**EXERCISE**: In the records that follow, show each line where the word "dark" is present.

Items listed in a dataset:
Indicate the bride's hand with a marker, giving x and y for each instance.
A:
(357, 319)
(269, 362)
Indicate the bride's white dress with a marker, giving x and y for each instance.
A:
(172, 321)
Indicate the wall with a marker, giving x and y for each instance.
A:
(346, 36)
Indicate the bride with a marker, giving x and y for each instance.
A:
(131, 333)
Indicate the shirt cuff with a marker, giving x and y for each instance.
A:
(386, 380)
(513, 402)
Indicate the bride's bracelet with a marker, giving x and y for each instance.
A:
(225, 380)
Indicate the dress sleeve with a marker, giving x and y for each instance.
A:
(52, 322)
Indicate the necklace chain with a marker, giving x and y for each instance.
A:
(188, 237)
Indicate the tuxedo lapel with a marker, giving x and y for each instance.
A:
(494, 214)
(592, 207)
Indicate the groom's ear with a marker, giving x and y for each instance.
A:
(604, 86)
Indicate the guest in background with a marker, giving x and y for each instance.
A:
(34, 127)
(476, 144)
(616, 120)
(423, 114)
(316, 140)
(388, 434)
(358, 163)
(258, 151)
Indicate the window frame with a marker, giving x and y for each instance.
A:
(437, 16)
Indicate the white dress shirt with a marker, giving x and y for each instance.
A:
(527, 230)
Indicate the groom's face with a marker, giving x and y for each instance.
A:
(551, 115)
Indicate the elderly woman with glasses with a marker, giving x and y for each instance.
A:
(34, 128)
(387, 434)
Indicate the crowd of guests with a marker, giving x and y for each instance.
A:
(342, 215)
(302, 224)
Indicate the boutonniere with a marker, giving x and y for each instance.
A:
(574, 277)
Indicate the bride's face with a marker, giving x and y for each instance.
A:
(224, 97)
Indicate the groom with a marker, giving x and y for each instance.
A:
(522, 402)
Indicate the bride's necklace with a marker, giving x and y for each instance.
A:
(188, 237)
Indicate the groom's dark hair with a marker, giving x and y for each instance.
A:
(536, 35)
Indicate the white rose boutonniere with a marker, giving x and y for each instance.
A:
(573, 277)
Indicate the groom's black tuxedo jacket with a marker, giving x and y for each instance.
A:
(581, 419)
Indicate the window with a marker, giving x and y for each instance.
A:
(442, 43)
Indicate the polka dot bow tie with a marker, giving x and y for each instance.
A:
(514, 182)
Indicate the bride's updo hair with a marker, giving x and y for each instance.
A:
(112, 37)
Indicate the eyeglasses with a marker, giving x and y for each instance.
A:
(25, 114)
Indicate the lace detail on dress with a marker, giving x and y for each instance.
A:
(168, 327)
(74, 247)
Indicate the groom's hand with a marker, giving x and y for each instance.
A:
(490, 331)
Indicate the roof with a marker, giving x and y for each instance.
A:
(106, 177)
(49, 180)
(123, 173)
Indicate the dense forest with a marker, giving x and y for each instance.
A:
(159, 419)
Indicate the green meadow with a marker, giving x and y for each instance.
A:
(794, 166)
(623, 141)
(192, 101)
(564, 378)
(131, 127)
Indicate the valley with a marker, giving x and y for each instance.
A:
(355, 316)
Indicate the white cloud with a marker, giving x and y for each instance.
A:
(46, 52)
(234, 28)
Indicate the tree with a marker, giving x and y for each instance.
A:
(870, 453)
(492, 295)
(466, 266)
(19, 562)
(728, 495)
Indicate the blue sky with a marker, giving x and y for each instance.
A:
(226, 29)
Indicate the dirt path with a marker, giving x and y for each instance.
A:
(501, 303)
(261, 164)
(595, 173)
...
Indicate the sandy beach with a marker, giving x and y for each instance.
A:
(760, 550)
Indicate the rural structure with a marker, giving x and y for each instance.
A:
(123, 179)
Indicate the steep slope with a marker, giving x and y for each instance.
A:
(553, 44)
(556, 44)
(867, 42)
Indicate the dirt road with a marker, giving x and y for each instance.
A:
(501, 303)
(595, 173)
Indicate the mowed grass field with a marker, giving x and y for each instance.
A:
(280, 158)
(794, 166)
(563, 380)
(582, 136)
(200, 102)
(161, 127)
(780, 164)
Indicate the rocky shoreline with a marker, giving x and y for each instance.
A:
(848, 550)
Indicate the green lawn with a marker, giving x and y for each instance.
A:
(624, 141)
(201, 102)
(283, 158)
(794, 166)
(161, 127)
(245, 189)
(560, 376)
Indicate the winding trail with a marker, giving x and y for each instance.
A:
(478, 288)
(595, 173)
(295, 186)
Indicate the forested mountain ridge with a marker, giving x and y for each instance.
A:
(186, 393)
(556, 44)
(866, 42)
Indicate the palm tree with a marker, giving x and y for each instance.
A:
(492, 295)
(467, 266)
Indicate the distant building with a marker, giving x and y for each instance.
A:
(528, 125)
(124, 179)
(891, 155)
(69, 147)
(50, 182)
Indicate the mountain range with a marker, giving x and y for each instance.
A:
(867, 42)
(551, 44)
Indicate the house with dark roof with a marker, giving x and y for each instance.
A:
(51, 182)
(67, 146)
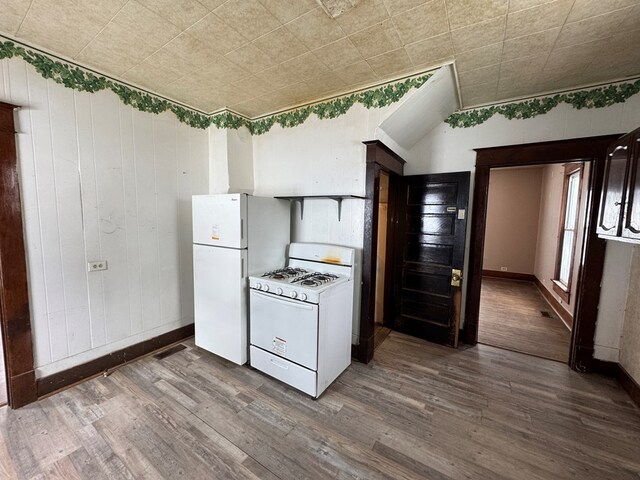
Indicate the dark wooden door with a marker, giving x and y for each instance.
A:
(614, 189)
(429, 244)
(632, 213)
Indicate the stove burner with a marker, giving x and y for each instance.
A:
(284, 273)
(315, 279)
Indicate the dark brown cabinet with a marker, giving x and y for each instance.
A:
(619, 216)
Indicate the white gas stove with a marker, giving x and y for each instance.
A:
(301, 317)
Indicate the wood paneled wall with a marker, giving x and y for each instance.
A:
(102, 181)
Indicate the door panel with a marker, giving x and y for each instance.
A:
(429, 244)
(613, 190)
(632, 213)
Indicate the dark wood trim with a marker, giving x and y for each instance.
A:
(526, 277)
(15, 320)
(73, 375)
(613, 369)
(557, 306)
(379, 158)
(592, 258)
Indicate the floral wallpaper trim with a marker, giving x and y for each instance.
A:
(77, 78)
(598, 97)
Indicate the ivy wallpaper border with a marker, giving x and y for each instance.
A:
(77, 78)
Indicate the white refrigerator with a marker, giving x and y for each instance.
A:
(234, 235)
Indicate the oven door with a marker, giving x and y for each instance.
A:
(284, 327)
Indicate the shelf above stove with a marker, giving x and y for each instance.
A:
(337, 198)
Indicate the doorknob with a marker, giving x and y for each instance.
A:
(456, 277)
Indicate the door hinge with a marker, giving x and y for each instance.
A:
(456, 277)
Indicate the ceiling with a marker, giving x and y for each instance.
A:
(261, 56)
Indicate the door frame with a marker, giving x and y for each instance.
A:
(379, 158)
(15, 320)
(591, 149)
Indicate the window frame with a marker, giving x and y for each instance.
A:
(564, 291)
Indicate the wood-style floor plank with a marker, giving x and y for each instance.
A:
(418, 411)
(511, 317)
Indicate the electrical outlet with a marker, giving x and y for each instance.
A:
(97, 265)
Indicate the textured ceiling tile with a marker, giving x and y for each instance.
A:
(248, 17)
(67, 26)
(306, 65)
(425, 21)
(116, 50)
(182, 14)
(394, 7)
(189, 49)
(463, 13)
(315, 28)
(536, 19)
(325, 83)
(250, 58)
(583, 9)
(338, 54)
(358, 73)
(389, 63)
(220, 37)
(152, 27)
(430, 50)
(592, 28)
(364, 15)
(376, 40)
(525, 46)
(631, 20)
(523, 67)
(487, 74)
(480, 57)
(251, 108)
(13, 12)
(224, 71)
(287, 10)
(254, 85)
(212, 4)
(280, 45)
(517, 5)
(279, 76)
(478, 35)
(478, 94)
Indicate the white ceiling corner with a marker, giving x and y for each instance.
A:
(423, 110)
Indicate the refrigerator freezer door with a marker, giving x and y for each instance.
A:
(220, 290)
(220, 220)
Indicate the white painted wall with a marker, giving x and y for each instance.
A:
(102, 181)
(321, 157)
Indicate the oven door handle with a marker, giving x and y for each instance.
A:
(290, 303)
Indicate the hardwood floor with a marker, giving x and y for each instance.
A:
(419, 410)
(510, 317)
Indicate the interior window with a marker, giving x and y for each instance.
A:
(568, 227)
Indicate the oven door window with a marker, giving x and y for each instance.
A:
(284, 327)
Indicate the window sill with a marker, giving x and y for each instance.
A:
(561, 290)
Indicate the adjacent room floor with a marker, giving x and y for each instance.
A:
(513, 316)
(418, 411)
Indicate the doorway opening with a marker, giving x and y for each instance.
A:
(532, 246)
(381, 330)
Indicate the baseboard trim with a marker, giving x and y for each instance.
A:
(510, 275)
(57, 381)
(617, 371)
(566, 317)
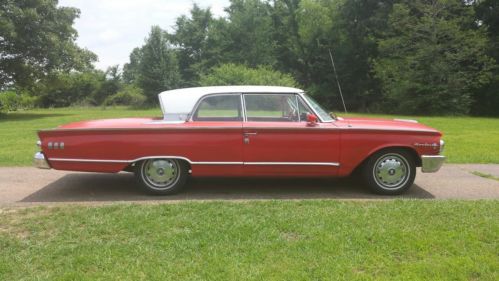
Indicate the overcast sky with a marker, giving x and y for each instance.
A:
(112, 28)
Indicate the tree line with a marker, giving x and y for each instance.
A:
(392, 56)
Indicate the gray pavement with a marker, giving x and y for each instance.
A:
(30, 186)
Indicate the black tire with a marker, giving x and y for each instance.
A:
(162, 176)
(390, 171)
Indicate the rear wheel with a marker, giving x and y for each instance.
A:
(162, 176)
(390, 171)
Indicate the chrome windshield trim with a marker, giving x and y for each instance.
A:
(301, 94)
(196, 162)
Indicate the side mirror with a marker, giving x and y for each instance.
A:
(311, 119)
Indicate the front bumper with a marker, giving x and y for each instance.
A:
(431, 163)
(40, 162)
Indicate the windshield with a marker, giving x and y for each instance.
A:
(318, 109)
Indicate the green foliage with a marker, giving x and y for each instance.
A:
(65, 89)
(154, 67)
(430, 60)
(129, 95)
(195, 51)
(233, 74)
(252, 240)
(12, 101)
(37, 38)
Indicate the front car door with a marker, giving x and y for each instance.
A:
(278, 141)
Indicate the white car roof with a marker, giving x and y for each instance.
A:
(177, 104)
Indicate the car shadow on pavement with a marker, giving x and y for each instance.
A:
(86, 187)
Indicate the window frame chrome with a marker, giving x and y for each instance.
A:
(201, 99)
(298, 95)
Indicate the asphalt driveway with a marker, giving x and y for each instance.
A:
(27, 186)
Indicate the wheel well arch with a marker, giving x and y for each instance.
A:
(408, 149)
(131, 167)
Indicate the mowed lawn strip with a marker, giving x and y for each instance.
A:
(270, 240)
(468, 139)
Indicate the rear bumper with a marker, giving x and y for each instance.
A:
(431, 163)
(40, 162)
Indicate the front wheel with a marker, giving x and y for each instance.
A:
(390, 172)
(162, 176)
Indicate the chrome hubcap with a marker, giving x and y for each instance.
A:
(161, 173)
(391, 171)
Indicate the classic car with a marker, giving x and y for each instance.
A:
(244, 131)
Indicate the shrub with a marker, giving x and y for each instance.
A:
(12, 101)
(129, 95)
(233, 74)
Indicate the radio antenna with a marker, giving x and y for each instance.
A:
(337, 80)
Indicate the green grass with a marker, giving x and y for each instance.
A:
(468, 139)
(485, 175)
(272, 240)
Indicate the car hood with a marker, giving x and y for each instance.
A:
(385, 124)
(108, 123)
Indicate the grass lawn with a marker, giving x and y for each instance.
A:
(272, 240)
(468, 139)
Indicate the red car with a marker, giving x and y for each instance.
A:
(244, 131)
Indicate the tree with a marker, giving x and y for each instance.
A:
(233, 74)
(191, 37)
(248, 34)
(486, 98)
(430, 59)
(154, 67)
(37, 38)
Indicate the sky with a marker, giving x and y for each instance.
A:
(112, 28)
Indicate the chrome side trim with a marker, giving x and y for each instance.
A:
...
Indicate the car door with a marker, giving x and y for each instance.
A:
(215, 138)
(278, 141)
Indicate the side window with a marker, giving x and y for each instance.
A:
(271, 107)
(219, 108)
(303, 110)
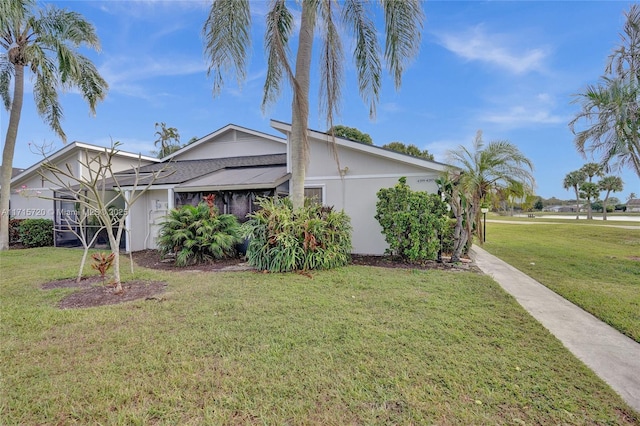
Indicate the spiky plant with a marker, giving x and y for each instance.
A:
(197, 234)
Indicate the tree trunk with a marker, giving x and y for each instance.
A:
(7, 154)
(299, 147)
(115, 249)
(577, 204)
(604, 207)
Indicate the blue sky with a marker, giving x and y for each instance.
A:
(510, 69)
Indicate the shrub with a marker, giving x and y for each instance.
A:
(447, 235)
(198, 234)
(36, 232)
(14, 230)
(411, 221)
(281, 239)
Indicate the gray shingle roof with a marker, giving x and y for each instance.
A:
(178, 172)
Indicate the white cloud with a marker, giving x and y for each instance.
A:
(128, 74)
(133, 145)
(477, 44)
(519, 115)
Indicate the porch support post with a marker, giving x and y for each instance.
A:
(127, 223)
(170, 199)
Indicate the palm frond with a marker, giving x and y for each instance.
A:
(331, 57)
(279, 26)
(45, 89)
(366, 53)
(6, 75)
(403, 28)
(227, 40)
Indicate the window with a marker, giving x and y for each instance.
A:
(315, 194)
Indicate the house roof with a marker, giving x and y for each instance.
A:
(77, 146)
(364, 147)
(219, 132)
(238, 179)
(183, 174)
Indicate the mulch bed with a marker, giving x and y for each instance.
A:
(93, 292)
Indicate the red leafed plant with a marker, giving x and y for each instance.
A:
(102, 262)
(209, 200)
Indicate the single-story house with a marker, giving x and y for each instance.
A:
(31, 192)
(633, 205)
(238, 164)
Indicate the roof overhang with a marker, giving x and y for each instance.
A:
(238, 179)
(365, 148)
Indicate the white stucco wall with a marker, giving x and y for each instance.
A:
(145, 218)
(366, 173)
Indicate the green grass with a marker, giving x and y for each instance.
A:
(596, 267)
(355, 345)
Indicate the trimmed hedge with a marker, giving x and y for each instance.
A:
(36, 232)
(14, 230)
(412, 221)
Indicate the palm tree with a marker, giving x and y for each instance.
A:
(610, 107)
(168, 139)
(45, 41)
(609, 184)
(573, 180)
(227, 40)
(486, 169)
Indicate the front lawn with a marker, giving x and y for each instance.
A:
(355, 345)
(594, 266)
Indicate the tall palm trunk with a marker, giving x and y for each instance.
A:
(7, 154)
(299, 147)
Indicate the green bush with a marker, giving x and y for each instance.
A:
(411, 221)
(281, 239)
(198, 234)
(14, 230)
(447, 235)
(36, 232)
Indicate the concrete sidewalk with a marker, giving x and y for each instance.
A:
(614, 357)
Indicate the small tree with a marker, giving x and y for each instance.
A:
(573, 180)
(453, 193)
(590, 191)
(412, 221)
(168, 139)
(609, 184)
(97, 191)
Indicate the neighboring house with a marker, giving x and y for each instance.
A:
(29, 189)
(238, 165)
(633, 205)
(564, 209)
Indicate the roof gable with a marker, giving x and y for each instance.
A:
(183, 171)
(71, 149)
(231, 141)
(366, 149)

**ANSWER TO THE PROBLEM**:
Indicate the groom's dark hair with a marker, giving x and y for each instance.
Indicate the house with dark roof with a marker, giving x and y for each instance.
Indicate the dark wooden door with a marker, giving x and y for each instance.
Indicate the dark brown cabinet with a marker, giving x and y for each instance.
Indicate the dark wood trim with a marker, giving x and y for each instance.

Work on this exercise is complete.